= What is expected =
Provide an exact reproduction of every entry.

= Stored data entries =
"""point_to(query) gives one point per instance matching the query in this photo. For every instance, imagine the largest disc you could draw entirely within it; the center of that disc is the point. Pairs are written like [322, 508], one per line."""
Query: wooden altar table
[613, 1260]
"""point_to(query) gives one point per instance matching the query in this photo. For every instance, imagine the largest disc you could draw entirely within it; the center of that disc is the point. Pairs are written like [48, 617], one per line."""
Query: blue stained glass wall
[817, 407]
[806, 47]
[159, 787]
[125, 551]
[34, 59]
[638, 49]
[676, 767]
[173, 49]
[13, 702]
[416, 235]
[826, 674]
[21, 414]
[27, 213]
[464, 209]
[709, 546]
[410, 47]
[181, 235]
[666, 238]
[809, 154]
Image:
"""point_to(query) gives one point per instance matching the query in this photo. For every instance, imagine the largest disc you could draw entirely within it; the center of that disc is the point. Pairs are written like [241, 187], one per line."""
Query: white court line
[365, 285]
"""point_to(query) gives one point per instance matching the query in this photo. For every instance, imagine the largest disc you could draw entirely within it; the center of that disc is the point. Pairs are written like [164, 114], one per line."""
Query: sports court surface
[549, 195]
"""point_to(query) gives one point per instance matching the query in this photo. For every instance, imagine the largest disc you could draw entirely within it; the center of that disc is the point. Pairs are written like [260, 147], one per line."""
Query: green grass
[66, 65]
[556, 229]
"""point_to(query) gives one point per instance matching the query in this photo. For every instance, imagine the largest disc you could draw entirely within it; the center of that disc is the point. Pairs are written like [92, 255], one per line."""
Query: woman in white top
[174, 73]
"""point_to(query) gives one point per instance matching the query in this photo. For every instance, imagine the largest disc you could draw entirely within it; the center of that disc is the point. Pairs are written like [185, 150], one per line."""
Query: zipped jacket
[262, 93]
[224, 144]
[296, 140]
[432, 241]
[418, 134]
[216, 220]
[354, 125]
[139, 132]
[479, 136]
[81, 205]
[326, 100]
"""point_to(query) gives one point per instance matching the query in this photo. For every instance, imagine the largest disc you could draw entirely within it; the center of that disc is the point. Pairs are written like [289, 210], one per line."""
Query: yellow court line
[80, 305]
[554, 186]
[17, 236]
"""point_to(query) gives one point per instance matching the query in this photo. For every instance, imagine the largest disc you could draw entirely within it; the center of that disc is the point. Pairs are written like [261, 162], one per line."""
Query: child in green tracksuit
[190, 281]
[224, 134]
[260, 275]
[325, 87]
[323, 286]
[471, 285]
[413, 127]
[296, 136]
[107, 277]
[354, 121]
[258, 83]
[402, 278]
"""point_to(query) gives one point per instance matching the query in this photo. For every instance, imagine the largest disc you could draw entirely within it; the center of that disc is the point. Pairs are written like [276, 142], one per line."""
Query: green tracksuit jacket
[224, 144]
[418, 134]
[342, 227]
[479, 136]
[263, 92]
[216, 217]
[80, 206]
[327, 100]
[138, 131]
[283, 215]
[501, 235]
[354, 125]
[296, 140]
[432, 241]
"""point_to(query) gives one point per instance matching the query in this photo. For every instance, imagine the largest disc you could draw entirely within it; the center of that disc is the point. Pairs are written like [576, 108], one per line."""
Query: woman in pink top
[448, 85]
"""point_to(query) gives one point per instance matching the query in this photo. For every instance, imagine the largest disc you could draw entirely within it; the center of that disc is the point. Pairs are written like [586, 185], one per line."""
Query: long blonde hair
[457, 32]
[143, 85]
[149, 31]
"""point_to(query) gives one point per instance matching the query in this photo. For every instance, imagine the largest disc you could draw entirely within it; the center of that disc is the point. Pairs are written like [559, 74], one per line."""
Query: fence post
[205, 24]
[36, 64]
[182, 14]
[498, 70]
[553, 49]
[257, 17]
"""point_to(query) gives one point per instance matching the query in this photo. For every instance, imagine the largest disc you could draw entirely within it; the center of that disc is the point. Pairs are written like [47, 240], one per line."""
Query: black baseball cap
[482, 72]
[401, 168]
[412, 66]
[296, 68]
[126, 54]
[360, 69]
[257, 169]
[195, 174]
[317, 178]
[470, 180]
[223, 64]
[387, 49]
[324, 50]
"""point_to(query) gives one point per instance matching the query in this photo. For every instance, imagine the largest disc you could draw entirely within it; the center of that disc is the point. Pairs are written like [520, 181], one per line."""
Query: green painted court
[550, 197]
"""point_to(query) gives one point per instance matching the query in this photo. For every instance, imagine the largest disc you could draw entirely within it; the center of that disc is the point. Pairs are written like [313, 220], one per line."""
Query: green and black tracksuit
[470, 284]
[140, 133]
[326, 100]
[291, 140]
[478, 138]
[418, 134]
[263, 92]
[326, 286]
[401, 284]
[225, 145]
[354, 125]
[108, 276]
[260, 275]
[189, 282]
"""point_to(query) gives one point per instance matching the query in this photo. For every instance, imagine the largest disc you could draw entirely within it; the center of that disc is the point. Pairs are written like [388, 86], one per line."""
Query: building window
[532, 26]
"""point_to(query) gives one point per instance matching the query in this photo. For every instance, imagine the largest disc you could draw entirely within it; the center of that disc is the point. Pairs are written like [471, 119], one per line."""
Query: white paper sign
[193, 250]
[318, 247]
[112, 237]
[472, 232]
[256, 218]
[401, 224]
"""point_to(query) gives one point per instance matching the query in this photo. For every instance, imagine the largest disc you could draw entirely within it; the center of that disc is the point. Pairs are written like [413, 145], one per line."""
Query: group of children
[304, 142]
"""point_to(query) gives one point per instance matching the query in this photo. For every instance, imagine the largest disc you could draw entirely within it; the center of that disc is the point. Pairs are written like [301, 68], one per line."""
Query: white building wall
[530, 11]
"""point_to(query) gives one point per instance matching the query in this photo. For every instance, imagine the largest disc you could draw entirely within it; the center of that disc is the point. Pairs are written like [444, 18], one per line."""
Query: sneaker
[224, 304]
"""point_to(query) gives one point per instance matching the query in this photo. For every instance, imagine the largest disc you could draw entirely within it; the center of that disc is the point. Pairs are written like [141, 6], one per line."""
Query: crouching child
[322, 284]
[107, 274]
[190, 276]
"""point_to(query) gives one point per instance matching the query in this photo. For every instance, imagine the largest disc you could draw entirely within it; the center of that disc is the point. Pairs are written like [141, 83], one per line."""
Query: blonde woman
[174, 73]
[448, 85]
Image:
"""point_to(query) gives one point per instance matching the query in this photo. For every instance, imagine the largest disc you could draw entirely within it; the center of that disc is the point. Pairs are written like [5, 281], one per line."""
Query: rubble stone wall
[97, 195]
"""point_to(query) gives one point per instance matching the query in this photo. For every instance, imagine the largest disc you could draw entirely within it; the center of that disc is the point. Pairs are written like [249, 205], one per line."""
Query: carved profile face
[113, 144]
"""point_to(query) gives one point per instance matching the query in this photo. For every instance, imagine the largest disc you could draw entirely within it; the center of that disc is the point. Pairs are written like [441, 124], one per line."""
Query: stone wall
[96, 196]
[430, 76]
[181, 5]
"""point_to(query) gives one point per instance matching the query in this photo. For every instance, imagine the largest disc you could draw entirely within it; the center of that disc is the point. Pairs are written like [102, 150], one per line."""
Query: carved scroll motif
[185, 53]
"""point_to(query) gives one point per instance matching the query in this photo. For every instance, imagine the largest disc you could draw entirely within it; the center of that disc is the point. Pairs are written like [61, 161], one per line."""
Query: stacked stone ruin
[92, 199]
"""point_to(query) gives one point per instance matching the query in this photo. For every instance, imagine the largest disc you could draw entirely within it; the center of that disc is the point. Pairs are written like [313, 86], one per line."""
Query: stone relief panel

= Result of this task =
"""point_to(query) gives one point per instance matching the query in this photo. For every instance, imagine the largest disc you could draw entirely within it; the center of that disc is the point. Pairs are written like [322, 508], one per line."""
Query: wooden altar table
[613, 1260]
"""point_to(query) gives one point per instance matching the query in this photo. For every instance, imagine the largest disc you could draw entirely within it; the center of that disc is the point. Pairs are written like [48, 617], one per line."""
Query: blue stained glass wall
[817, 407]
[806, 47]
[159, 787]
[125, 551]
[34, 59]
[638, 49]
[676, 767]
[173, 49]
[13, 702]
[416, 235]
[826, 674]
[21, 414]
[27, 213]
[464, 209]
[709, 546]
[410, 47]
[181, 235]
[666, 238]
[809, 154]
Image:
"""point_to(query) gives one point per instance matching the query in this photo. For every instance, imagine the largest disc you could draw entirely within it; the center of that disc is the point. Pairs are written like [241, 187], one per line."""
Query: white court line
[365, 285]
"""point_to(query) gives one point per instance matching the query in this photo. For every instance, imagine the largest disc you could draw entirely within it; the center of that disc is the point. Pairs are written like [164, 114], one per line."""
Query: sports court surface
[549, 195]
"""point_to(query) gives one point per instance matching the query in this photo. For every instance, imagine the largest disc you could draw entirely within it; the center of that disc is the point. Pairs are written like [260, 147], one per line."""
Query: green grass
[66, 65]
[556, 229]
"""point_to(query) gives one point per instance matching the query in this photo. For every instance, imagine the largest disc you could draw entirely within it; the center of that disc is the point. Pairs are written like [92, 255], one per line."""
Query: woman in white top
[174, 73]
"""point_to(query) gives one point per instance matching the query in this photo. For every instance, imagine the largest disc you could draw entirely within it; the center of that disc is the point. Pairs are written like [185, 150], one per line."""
Query: zipped jacket
[262, 93]
[224, 144]
[296, 140]
[432, 241]
[418, 134]
[216, 220]
[354, 125]
[139, 132]
[479, 136]
[81, 205]
[326, 100]
"""point_to(query) gives one point per instance matching the query in this photo. For every instance, imagine the largest disc you could draw entirely within it; the center of that disc is the point. Pairs are written like [289, 210], one per line."""
Query: yellow court line
[80, 305]
[554, 186]
[17, 236]
"""point_to(query) gives one point per instance matching the query in this photo. For every instance, imagine the largest disc you could draw entirely within it; the center of that disc is the point. Pairs are written like [261, 162], one per line."""
Query: child in green tracksuit
[190, 281]
[224, 134]
[260, 275]
[325, 87]
[323, 286]
[471, 285]
[413, 127]
[296, 136]
[107, 277]
[354, 121]
[258, 83]
[402, 278]
"""point_to(query) gives one point per instance matching the query in this photo. For every instance, imagine the largest disc you could draw entirely within it; the center of that disc is the point. Pairs are written like [276, 142], one per line."""
Query: green tracksuit jacket
[224, 144]
[418, 134]
[342, 227]
[479, 136]
[263, 92]
[216, 217]
[80, 206]
[327, 100]
[138, 131]
[283, 215]
[501, 235]
[354, 125]
[296, 140]
[432, 241]
"""point_to(query) gives one point per instance matching the query in this photo. For every instance, imagine the largest disc you could draw entirely within it; the center of that disc is the point. Pairs are written like [576, 108], one per line."""
Query: woman in pink top
[448, 85]
"""point_to(query) gives one point per instance matching the query in this photo. For every instance, imagine the largest disc you could draw entirely within it; the center of that disc is the point. Pairs are written like [586, 185], one per line."""
Query: long blonde hair
[457, 32]
[143, 85]
[149, 31]
"""point_to(query) gives one point per instance matching the query in this photo. For every instance, imagine the largest disc you could draw entirely within it; the center of that disc is the point. Pairs are written like [559, 74], one per line."""
Query: fence post
[205, 24]
[36, 64]
[182, 14]
[498, 70]
[553, 49]
[257, 17]
"""point_to(query) gives one point per instance matching the query in this photo. For every instance, imagine the largest disc you could draw entirely within it; the center of that disc is the point. Pairs are written like [47, 240], one per line."""
Query: black baseball cap
[482, 72]
[401, 168]
[412, 66]
[296, 68]
[126, 54]
[360, 69]
[257, 169]
[195, 174]
[317, 178]
[470, 180]
[223, 64]
[387, 49]
[324, 50]
"""point_to(query) gives one point per instance matching the query in this photo. For every instance, imagine the largest disc you could draw entirely within it; the center of that disc is the point. Pairs are written like [520, 181], one per line."""
Query: green painted court
[550, 197]
"""point_to(query) gives one point per instance matching the query in this photo. For every instance, imagine the largest disc you could draw entirely within it; the center of that disc is the point. Pairs are written like [313, 220], one per line."""
Query: green and black tracksuit
[470, 284]
[140, 133]
[326, 100]
[291, 140]
[478, 138]
[418, 134]
[263, 92]
[326, 286]
[401, 284]
[225, 145]
[354, 125]
[108, 276]
[260, 275]
[189, 282]
"""point_to(query) gives one point per instance matching the query in this photo. For every instance, imagine the largest disc you could draw entirely within it; the center of that disc is the point. Pairs are written like [388, 86], one per line."""
Query: building window
[532, 26]
"""point_to(query) gives one point per instance matching the query in this photo. For every instance, imagine the largest disc you could draw entirely within it; the center of that disc is the point. Pairs are written like [471, 119], one per line."""
Query: white paper sign
[193, 250]
[318, 247]
[112, 237]
[472, 232]
[256, 218]
[401, 224]
"""point_to(query) gives one point per instance matching the query in this photo. For every instance, imagine the largest disc you could draw entirely within it; the center of that disc is the point. Pairs are written like [413, 145], one per line."""
Query: group of children
[304, 142]
"""point_to(query) gives one point per instance matching the query in this photo. For every instance, imagine the largest disc you could draw entirely within it; the center of that disc is the point. Pairs are written like [301, 68], one per line."""
Query: white building wall
[530, 11]
"""point_to(query) gives one point per instance matching the query in this photo. For every instance, imagine the largest disc you could draw entirely within it; the center of that disc is the point. Pairs are written like [444, 18], one per line."""
Query: sneaker
[224, 304]
"""point_to(query) gives one point per instance matching the query in this photo. For every instance, imagine the largest disc you could draw entirely within it; the center of that disc is the point. Pairs are written like [141, 6], one per line."""
Query: crouching child
[322, 284]
[107, 274]
[190, 276]
"""point_to(query) gives one point per instance matching the query in this photo. For every instance, imagine the largest disc you could draw entirely within it; the center of that disc is the point. Pairs are written like [141, 83], one per line."""
Query: blonde woman
[174, 73]
[448, 85]
Image:
"""point_to(query) gives one point per instance matching the query in this photo. For every instance, imagine the largest disc you could draw entirely within it; the center of that disc is the point. Pairs are written like [5, 281], one per line."""
Query: rubble stone wall
[97, 195]
"""point_to(query) gives one point per instance matching the query in this photo. For every instance, imagine the largest disc you could draw entirely within it; the center of that disc is the point. Pairs are written like [249, 205], one per line."""
Query: carved profile face
[113, 144]
"""point_to(query) gives one point per instance matching the query in this photo. For every instance, imagine the largest disc you could draw entirely within it; the center of that disc is the point. Pairs are written like [441, 124], one per line."""
Query: stone wall
[96, 196]
[430, 76]
[181, 5]
"""point_to(query) gives one point per instance matching the query in this photo. For every instance, imagine the largest disc you could draw entirely within it; the center of that disc is the point. Pairs are written like [102, 150], one per line."""
Query: carved scroll motif
[185, 53]
"""point_to(query) gives one point per instance matching the query in this photo. For every instance, imagine the largest disc you could draw entirely within it; the center of that disc is the point. Pairs are written like [61, 161], one per line."""
Query: stacked stone ruin
[92, 199]
"""point_to(query) gives one point per instance matching the query in this photo. For every instance, imagine the largest disc you could draw entirely within it; the center of that disc is the point. Pairs are written like [313, 86], one per line."""
Query: stone relief panel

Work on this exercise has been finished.